* Consigne A *
Reprends le passage du texte fourni en commençant par "Si l'Église ne" et en allant jusqu'à "la vérité historique.", en changeant partout "costumes" en "habits".

Les figures du paradoxe

Si l'Église ne désarme pas, l'engouement pour les acteurs continue de se manifester au travers d'innovations et de polémiques qui traversent tout le siècle. L'imitation de la nature reste le référent obligé, à la fois de l'esthétique théâtrale et de celle de l'art de l'acteur. Mais cette mimésis change de signification : elle se tourne peu à peu vers plus de vérité, de naturalité, d'authenticité. Dès 1752, Mlle Clairon rompt avec la déclamation, tandis que Lekain et Larive transforment les costumes traditionnels de la tragédie en supprimant les faux cheveux, les fausses hanches, les talons rouges, au profit de costumes plus proches de la vérité historique.

La révolution introduite par la Clairon fait florès. Au nom de la nature, l'on veut rompre avec ce qu'Horace appelait déjà « ampullas et sesquipedalia verba », c'est-à-dire « des sentences, des bouteilles soufflées, des mots longs d'un pied et demi ». Diderot va se faire quant à l'esthétique théâtrale le héraut de cette évolution prônant le « naturel ». À la déclamation classique soutenue par des techniques d'amplification et de modulation, il prétend, en se fondant sur l'expérience marginale de la Clairon, substituer « ce qui émeut toujours », c'est-à-dire « des cris, des mots inarticulés, des voix rompues, quelques monosyllabes qui s'échappent par intervalles, je ne sais quel murmure dans la gorge entre les dents ». La nouvelle déclamation suppose évidemment une nouvelle mise en espace du corps : le comédien s'assoit, se lève, traverse le plateau en courant, s'évanouit, ose jouer de dos, bref se livre à toutes les activités réalistes que suppose l'expression d'une passion. Le geste, au lieu d'être codifié, se voit individualisé par l'étude historique du personnage, son approche psychologique et un travail quotidien d'observation et d'entraînement. Ainsi la Clairon conseille-t-elle à des élèves : « N'oublie pas que la pensée doit projeter sur le visage toutes les nuances et les degrés d'un sentiment, qu'elle guide le geste ou l'attitude [...], qu'enfin la parole suffit comme un écho, un prolongement de la pensée. » Et encore : « Condamne-toi à vivre avec les personnages que tu incarneras. » Elle-même n'hésitait pas, dans l'Oreste de Voltaire, à créer une pantomime où pour parvenir à pleurer « elle joignait à des accents douloureux une contraction de l'estomac qui faisait trembler tout son corps ». C'est moins ici la matérialité du corps qui est décrite que le mouvement des passions qui l'agitent.

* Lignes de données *
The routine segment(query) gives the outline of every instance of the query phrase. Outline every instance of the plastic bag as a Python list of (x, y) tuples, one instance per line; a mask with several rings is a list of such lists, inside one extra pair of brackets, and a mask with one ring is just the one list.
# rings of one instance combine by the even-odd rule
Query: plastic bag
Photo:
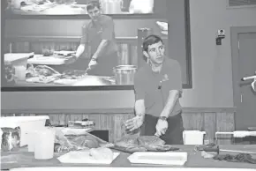
[(56, 152), (79, 151), (97, 147), (111, 147), (114, 145), (104, 141), (88, 132), (83, 135), (65, 136), (61, 130), (56, 130), (54, 150)]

* Consigne B *
Convertis toutes les lignes de données ci-dessus en un CSV à deux colonnes, consigne et réponse, avec une ligne CSV par ligne de données. Mets le texte et la réponse chacun dans un champ entre guillemets, avec les sauts de ligne remplacés par des espaces, et n'y fais pas figurer les images.

* Réponse attendue A *
Si l'Église ne désarme pas, l'engouement pour les acteurs continue de se manifester au travers d'innovations et de polémiques qui traversent tout le siècle. L'imitation de la nature reste le référent obligé, à la fois de l'esthétique théâtrale et de celle de l'art de l'acteur. Mais cette mimésis change de signification : elle se tourne peu à peu vers plus de vérité, de naturalité, d'authenticité. Dès 1752, Mlle Clairon rompt avec la déclamation, tandis que Lekain et Larive transforment les habits traditionnels de la tragédie en supprimant les faux cheveux, les fausses hanches, les talons rouges, au profit de habits plus proches de la vérité historique.

* Réponse attendue B *
consigne,réponse
"The routine segment(query) gives the outline of every instance of the query phrase. Outline every instance of the plastic bag as a Python list of (x, y) tuples, one instance per line; a mask with several rings is a list of such lists, inside one extra pair of brackets, and a mask with one ring is just the one list. # rings of one instance combine by the even-odd rule Query: plastic bag Photo:","[(56, 152), (79, 151), (97, 147), (111, 147), (114, 145), (104, 141), (88, 132), (83, 135), (65, 136), (61, 130), (56, 130), (54, 150)]"